> [Set task 1]
What are all the headings in the forum thread on ascorbic acid in soap?
> [Set task 2]
Could you return, word for word, the part of the forum thread on ascorbic acid in soap that runs from "I recently purchase" up to and including "(Oct 20, 2014)"?

# Ascorbic Acid (vitamin c)



## ComplexBeauty (Oct 19, 2014)

I recently purchase luxurious goat milk soap from a farmers market and listed as an ingredient is ascorbic acid. I have never heard of vitamin c being used in cp and was wondering what value it has being added.
Thank you.


----------



## Moody Glenn (Oct 20, 2014)

Hello! Good question and glad you asked. I believe the only benefit is to the seller of the soap. :thumbdown: I seriously doubt it would remain in the soap since this acid reacting with a strong base (lye) creates a new, different substance - a salt - like the fatty acids that are used to make the soap. Anyway, many nutrients will not survive the lye and any leftovers would wash off your body very quickly without any benefits.

It is just for name recognition. I could add all sorts of vitamins to soap but as long I don't say anything about health benefits I am free to do so - as long as I label them in the ingredients. Unethical? I say yes, other people may say no. That soaper just added the Vitamin C and let the customer fill in the blanks as to how the soap will be healthy and beneficial when used.

> [Provided data]
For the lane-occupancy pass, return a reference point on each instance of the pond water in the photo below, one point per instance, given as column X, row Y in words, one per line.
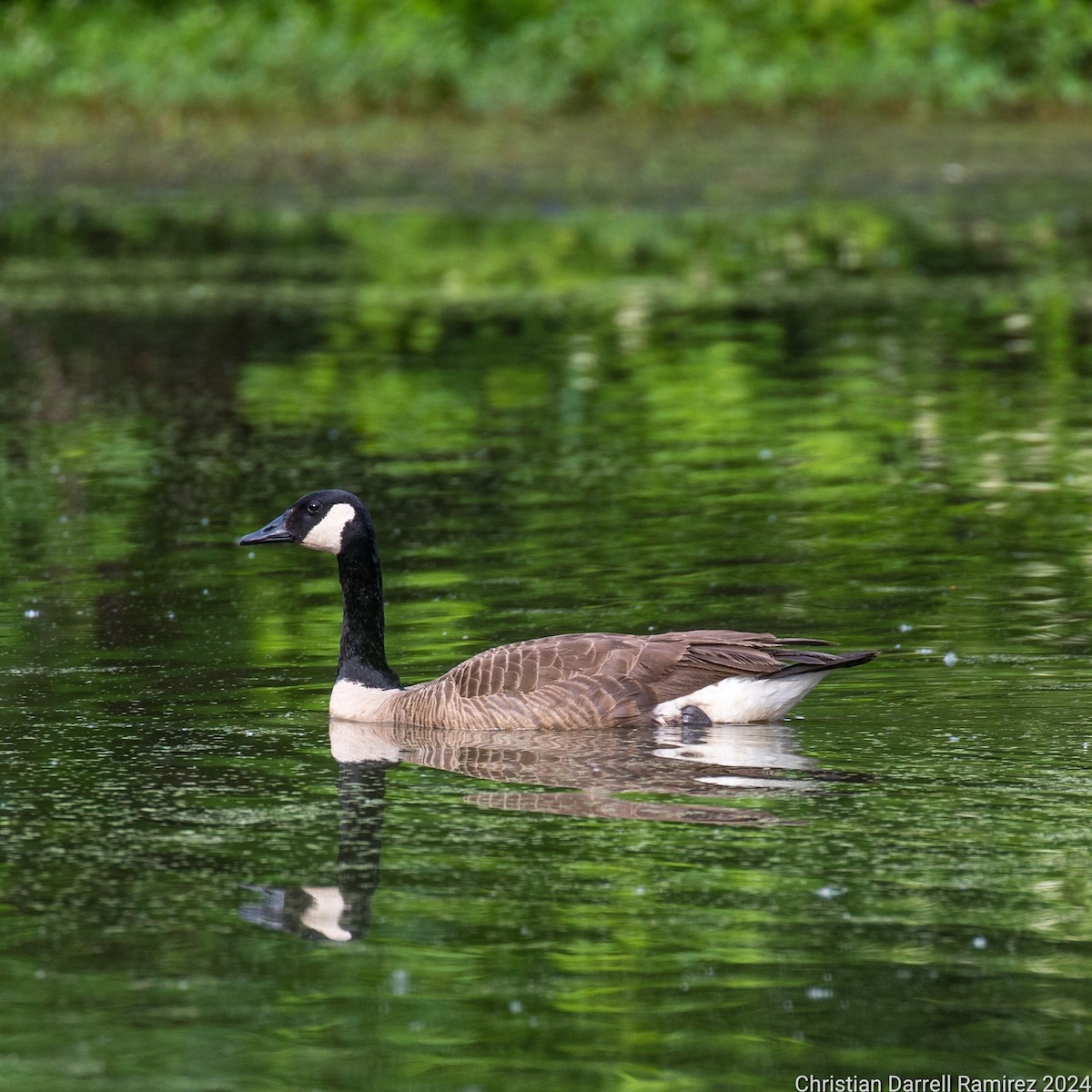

> [Output 1]
- Ascorbic Acid (vitamin c)
- ComplexBeauty (Oct 19, 2014)
- Moody Glenn (Oct 20, 2014)

> [Output 2]
I recently purchase luxurious goat milk soap from a farmers market and listed as an ingredient is ascorbic acid. I have never heard of vitamin c being used in cp and was wondering what value it has being added.
Thank you.


----------



## Moody Glenn (Oct 20, 2014)